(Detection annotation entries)
+-------+
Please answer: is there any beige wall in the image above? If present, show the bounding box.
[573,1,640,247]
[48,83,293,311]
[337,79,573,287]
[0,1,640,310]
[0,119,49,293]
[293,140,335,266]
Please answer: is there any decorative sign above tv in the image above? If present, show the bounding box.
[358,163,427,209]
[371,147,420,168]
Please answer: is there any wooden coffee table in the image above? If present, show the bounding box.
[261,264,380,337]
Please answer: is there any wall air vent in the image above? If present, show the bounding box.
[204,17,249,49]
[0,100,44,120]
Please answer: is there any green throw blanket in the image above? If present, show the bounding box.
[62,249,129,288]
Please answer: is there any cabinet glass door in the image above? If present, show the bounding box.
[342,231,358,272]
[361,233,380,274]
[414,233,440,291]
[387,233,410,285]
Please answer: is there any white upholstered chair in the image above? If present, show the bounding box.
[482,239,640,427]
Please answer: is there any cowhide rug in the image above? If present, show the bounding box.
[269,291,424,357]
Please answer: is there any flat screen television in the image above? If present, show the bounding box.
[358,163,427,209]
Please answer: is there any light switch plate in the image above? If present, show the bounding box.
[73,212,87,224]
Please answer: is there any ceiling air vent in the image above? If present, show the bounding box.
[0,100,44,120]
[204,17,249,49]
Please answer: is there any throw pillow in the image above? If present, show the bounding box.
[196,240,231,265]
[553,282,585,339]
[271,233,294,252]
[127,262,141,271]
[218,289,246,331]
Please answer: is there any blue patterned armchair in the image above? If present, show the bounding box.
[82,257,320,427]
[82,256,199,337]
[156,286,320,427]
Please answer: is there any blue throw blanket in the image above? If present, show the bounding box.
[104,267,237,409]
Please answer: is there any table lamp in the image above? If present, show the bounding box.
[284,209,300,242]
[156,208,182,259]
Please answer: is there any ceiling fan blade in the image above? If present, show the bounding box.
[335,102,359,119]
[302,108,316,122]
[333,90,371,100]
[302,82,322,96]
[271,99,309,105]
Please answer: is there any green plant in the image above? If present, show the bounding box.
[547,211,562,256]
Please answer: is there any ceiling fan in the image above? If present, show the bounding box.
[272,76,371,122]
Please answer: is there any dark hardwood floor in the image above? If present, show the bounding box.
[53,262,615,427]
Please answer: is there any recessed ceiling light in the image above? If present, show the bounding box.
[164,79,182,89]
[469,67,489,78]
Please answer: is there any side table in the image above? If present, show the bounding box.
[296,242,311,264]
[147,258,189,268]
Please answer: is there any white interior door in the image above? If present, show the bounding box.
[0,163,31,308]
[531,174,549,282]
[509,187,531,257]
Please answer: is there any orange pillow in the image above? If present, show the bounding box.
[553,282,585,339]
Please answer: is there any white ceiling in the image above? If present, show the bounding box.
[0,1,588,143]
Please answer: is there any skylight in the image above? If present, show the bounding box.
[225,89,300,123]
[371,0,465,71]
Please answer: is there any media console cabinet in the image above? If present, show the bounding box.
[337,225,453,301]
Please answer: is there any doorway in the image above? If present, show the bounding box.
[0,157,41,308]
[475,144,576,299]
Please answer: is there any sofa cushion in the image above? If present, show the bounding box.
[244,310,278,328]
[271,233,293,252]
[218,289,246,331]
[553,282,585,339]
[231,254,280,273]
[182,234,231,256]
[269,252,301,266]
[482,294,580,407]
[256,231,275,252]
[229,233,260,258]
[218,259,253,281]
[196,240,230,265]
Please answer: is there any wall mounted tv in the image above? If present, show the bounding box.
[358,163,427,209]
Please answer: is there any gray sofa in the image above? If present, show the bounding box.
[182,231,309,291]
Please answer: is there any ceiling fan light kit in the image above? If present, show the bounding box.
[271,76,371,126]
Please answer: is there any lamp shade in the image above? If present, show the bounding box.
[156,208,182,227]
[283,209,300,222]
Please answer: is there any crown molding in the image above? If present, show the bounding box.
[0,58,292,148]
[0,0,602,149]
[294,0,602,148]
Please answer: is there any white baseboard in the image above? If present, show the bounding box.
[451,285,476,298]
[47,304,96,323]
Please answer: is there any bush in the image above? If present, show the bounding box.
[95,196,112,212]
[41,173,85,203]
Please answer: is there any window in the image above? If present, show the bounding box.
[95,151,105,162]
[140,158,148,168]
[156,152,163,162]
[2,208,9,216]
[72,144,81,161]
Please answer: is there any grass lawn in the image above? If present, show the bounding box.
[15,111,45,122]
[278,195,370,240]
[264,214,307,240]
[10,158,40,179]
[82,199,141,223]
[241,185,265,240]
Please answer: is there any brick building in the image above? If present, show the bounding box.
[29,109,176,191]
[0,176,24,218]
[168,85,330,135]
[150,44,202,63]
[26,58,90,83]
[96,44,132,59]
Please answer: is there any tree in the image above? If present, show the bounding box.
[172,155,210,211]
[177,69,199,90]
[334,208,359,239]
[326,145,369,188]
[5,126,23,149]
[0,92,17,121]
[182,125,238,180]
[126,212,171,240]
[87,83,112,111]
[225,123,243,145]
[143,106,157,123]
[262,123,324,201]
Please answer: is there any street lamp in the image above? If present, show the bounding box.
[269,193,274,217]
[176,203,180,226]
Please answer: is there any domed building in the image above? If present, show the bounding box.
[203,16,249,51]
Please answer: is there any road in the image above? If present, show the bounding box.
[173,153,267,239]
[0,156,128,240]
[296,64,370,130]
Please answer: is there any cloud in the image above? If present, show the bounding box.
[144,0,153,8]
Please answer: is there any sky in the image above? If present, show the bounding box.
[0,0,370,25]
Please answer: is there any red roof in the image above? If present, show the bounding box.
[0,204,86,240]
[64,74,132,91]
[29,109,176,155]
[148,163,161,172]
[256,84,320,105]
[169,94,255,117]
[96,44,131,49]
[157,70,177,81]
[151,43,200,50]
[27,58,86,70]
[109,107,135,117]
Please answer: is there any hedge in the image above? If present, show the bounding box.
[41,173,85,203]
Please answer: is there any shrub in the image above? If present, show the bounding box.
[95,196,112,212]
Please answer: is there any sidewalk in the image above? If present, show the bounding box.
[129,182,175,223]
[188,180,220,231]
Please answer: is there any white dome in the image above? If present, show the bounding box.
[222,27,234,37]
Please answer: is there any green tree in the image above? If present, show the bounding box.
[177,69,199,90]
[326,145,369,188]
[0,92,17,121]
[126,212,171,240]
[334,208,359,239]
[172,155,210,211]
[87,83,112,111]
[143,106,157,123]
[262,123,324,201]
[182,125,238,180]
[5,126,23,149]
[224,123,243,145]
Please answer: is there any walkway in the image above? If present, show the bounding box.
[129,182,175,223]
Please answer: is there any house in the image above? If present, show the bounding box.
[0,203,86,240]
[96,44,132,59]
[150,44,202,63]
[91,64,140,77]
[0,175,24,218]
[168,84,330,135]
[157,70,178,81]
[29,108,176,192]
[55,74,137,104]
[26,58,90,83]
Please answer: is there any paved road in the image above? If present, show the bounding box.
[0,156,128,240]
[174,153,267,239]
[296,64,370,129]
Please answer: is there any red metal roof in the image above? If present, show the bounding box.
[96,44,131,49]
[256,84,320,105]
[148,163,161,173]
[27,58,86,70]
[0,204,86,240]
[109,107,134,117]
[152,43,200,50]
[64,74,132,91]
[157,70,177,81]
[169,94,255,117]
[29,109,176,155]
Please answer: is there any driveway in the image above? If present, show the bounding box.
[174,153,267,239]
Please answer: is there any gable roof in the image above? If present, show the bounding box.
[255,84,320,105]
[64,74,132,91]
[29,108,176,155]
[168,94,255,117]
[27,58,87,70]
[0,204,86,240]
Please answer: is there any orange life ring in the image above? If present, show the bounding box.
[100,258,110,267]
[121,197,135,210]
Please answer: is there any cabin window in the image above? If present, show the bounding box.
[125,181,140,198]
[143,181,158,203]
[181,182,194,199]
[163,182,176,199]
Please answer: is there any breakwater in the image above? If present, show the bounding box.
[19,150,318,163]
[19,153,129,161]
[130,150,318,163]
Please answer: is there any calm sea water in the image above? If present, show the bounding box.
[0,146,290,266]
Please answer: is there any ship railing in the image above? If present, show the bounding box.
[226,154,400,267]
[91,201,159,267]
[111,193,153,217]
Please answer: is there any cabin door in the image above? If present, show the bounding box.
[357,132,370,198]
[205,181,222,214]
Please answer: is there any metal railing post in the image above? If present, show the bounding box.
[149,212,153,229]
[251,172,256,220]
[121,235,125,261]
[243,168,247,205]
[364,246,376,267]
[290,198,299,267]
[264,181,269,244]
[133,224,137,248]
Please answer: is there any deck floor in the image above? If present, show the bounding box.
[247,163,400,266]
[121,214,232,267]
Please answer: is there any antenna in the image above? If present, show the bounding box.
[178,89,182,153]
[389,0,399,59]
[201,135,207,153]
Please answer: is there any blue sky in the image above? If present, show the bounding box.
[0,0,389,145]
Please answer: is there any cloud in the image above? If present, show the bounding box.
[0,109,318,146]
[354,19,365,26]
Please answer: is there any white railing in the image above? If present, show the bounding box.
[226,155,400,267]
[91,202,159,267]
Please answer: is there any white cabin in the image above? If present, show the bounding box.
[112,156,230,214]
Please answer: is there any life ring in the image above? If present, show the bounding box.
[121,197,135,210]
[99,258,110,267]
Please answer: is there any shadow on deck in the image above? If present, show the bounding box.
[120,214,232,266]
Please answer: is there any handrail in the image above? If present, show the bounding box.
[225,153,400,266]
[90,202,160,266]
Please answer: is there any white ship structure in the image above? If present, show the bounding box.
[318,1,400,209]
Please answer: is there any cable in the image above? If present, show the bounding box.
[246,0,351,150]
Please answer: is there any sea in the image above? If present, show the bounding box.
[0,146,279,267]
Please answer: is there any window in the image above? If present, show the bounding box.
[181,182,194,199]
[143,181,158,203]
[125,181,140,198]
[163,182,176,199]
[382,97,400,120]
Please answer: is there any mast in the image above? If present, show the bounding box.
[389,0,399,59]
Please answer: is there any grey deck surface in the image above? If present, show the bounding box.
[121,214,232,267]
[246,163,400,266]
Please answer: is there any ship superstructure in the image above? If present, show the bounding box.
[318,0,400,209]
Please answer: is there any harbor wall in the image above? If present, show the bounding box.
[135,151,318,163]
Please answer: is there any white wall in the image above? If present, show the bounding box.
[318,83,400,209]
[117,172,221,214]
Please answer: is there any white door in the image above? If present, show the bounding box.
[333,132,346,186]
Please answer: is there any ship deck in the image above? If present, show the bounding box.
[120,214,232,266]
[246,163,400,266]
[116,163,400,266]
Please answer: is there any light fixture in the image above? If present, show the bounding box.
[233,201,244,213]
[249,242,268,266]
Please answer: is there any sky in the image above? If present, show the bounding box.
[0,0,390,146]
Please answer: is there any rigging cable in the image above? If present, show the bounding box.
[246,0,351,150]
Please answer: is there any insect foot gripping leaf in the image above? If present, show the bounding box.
+-------+
| What to do |
Render as a JSON list of strings, one string per line, the part of the entries above that opens with the line containing "Please answer: is there any sofa" and closes with the line containing "[182,231,309,291]", both included. Omit blank lines.

| Output below |
[
  "Please answer: is there any sofa cushion in the image above? If present, show the bounding box.",
  "[244,310,278,328]",
  "[271,233,293,252]",
  "[218,289,246,331]",
  "[553,282,585,339]",
  "[231,254,280,273]",
  "[182,234,231,256]",
  "[269,252,301,266]",
  "[482,294,580,407]",
  "[256,231,275,252]",
  "[229,233,260,258]",
  "[218,259,253,281]",
  "[196,240,230,265]",
  "Please answer: is there any wall mounted tv in the image above? If present, show the bounding box.",
  "[358,163,427,209]",
  "Please answer: is there any gray sofa in the image above? If present, show the bounding box.",
  "[182,231,309,291]"
]